··· Input data ···

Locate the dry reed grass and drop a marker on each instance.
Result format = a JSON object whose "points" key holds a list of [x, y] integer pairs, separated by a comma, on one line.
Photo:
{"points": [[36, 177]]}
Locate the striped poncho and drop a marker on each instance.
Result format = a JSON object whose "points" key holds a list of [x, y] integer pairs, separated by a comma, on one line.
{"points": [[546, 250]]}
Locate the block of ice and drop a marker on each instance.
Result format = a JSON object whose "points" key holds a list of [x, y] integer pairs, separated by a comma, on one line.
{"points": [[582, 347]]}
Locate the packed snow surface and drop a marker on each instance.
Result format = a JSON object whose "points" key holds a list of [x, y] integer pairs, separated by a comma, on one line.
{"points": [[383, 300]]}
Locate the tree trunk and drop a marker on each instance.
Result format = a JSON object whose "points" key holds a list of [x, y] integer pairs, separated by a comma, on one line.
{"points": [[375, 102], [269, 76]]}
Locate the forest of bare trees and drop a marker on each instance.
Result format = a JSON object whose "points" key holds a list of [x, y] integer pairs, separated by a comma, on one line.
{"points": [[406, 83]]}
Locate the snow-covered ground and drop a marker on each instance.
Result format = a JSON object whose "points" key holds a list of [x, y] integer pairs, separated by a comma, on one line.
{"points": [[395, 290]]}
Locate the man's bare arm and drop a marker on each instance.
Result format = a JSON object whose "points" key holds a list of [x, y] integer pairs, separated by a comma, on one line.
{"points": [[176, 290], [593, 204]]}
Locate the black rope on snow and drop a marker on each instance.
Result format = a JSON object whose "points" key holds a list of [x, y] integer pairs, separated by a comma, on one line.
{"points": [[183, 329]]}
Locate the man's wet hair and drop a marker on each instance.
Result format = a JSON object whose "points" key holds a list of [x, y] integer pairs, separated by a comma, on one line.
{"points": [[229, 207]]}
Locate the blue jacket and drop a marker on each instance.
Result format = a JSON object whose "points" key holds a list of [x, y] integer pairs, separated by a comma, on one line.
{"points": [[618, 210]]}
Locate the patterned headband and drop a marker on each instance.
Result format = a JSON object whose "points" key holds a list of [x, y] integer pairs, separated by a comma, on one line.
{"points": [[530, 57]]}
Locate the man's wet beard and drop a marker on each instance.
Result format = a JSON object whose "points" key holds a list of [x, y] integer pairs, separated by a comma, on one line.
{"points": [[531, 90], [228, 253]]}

···

• Prompt:
Take the entries above and copy them out exactly.

• Answer for this exercise:
Locate the dry reed grass and drop a marker on each instance.
Result format = a JSON object whose "points" key holds a list of [x, y] integer pairs, separated by a comma, on one line.
Photo:
{"points": [[36, 177]]}
Locate the striped poncho and drop a marker on each instance.
Result format = a JSON object whose "points" key holds a list of [x, y] integer pairs, separated by a comma, on one line.
{"points": [[546, 250]]}
Locate the block of ice and drop a marker on each instance.
Result format = a JSON object whose "points" key holds a list of [x, y] integer pairs, separated by a comma, on one line.
{"points": [[582, 347]]}
Locate the packed snow surface and drop a marker on each instance.
Result format = a JSON object whose "points" key holds a list of [x, y] integer pairs, separated by a comma, on one line.
{"points": [[383, 300]]}
Locate the tree trunk and drop a marker on each instance.
Result format = a JSON object whose "points" key holds a list of [x, y] integer pairs, separated by a comma, on one line.
{"points": [[375, 102], [269, 76]]}
Locate the forest of bare trees and drop a marker on each instance.
Result format = a JSON object whose "points" key holds a list of [x, y] integer pairs, separated by a comma, on one line.
{"points": [[406, 83]]}
Locate the snow-covered ground and drop a marker on each instance.
Result format = a JSON object whose "points" key holds a list of [x, y] integer pairs, separated by a comma, on one line.
{"points": [[395, 290]]}
Locate the man's bare arm and drop a marker on each instance.
Result format = a JSON object whose "points" key holds a list of [x, y] integer pairs, separated by a comma, on one line.
{"points": [[176, 290], [593, 204]]}
Locate the black rope on snow and drop a marker on each instance.
Result format = a JSON object whose "points" key holds a list of [x, y] integer pairs, separated by a comma, on one line.
{"points": [[183, 329]]}
Locate the man's wet hair and drop a marker on each instance.
Result format = a JSON object whose "points" key holds a list of [x, y] integer pairs, separated by a comma, on one line.
{"points": [[229, 207]]}
Locate the blue jacket and drop a marker on each instance.
Result format = a JSON object whose "points" key holds a list of [x, y] integer pairs, separated by a comma, on one line.
{"points": [[618, 210]]}
Locate the patterned headband and drop a marker on each instance.
Result format = a JSON object whose "points" key holds a list of [x, y] integer pairs, separated by a comma, on one line.
{"points": [[530, 57]]}
Locate the man's wet beard and drop a marker on each instance.
Result format = a JSON object whose "points" key holds a list of [x, y] integer pairs, separated by a comma, on one line.
{"points": [[531, 90], [228, 253]]}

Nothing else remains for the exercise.